Exercise objective: Rewrite the records from the line containing "Put a point on every instance of the green" through the line containing "[(700, 499)]", requests included, and offset every coordinate in the answers by -103.

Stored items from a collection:

━━━━━━━━━━━━━━━━━━━━

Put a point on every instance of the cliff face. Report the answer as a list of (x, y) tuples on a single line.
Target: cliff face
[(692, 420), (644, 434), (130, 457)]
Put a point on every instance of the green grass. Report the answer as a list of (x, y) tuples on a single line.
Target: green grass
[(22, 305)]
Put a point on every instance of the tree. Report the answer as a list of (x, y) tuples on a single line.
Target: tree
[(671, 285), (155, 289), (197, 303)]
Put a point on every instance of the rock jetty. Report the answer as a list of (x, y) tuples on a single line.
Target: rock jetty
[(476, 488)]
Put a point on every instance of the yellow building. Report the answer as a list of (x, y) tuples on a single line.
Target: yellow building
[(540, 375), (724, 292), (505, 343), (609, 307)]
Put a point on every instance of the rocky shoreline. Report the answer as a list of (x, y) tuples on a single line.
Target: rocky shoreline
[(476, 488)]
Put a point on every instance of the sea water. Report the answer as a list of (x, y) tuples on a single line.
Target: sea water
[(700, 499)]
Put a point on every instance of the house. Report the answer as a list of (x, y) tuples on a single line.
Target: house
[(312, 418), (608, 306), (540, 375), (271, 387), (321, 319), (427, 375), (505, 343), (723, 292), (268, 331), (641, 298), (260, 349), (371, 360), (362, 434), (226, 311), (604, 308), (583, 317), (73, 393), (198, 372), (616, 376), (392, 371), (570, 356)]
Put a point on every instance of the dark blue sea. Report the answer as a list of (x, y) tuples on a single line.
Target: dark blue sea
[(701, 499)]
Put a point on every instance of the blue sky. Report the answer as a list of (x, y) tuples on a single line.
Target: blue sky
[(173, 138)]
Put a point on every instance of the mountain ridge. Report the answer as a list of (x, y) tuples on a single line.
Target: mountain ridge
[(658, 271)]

━━━━━━━━━━━━━━━━━━━━

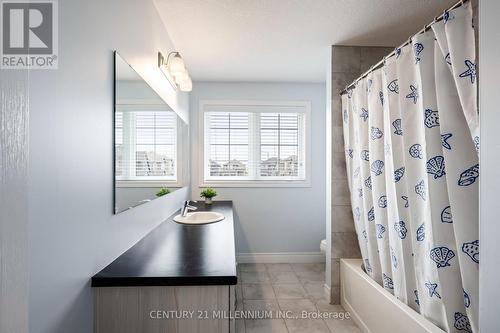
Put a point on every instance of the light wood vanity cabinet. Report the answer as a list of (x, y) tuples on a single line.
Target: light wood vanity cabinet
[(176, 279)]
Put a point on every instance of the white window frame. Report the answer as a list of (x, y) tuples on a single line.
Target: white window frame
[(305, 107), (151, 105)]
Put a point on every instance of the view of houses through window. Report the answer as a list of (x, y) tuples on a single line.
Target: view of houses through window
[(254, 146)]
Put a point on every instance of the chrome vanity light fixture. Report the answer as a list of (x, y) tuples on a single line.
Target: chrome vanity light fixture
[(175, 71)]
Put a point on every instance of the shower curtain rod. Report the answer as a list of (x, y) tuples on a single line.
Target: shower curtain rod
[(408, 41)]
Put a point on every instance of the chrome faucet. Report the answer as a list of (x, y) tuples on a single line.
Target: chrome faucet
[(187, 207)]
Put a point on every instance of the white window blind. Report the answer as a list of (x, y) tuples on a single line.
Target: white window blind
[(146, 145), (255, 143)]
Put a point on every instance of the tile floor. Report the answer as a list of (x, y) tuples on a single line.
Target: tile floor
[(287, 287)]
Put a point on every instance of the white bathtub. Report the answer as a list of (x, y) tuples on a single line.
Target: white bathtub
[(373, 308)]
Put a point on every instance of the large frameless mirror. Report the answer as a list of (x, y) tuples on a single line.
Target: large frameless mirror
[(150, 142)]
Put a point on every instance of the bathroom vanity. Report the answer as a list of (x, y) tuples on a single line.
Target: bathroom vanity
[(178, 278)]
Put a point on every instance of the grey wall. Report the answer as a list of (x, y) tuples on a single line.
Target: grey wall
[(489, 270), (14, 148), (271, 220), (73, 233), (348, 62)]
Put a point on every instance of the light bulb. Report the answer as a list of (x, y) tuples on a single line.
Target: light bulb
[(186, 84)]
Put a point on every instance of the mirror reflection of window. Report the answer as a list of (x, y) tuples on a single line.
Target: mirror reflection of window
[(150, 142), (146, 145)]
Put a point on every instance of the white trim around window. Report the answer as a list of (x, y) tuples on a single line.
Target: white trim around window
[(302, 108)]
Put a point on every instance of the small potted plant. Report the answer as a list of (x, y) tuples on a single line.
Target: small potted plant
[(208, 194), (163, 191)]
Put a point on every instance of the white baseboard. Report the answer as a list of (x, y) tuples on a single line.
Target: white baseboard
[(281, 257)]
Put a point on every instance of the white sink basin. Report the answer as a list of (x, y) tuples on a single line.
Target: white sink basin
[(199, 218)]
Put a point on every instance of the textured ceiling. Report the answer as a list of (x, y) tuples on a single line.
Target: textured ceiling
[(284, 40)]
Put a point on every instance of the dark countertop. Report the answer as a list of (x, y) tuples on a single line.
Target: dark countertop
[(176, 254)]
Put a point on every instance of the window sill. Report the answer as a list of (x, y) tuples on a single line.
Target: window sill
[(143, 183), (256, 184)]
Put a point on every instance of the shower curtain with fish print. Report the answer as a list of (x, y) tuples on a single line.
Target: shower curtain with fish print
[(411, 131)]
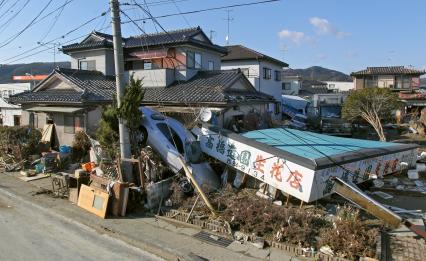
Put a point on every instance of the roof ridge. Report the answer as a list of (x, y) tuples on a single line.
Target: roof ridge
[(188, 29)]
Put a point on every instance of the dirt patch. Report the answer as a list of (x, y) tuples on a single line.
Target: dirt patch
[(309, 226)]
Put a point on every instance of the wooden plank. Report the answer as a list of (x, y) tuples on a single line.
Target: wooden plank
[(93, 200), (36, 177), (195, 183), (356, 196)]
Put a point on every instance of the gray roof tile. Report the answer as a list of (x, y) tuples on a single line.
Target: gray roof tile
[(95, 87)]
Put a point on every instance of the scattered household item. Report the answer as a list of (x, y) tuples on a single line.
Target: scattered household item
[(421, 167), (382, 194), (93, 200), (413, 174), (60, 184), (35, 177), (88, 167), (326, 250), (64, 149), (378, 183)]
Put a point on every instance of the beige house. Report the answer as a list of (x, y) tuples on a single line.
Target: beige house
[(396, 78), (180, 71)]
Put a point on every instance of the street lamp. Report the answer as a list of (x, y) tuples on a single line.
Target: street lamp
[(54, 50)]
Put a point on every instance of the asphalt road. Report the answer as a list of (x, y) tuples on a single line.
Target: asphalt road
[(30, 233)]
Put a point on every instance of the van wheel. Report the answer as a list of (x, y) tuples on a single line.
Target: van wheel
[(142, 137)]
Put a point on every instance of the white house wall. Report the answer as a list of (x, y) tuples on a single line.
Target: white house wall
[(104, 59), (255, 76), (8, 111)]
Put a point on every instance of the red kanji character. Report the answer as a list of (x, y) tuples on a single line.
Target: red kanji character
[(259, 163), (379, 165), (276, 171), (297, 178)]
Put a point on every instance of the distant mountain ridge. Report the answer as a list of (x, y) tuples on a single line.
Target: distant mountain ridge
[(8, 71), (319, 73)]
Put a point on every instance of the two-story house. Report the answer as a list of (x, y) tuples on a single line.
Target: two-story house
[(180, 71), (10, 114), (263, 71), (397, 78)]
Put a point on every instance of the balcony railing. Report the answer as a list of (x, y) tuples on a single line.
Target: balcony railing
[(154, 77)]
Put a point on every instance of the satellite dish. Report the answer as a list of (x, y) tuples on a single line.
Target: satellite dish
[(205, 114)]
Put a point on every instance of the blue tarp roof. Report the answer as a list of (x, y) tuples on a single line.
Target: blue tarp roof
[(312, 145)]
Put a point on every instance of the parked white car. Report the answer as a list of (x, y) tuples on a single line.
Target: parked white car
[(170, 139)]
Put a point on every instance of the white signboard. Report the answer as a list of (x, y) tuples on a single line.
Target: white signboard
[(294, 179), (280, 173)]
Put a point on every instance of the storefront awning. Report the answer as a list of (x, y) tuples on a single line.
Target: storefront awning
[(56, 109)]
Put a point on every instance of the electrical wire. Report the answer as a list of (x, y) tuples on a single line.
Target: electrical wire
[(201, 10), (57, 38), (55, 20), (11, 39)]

━━━━━━━━━━━━━━━━━━━━

Written response:
Put a point on every instance of the green grass. Report the answer as a list of (x, y) tuples on a single line.
Target: green grass
[(-81, 202)]
Put a point on every instance of the tree. Report the answer as a list of (x, y) tuples on a single line.
Target: tree
[(568, 182), (52, 186), (94, 200)]
Put a point on every instance of the rock jetty. Report the answer as a list of (x, y) tuples on a single line.
Target: rock jetty
[(373, 385)]
Put a point on every instance of the yellow building. Report the answer as a list of (x, y) tuples on a single line.
Target: yellow building
[(437, 272), (621, 189), (402, 240), (506, 204)]
Put a point on every instance of the rocky shoreline. Report the answer as a list of (x, y) tuples on a single line.
Target: rocky shoreline
[(373, 385)]
Put a point on every instance of the sea water. Report the answer as a list of (x, y) tuples on a single line.
Target: sea water
[(597, 396)]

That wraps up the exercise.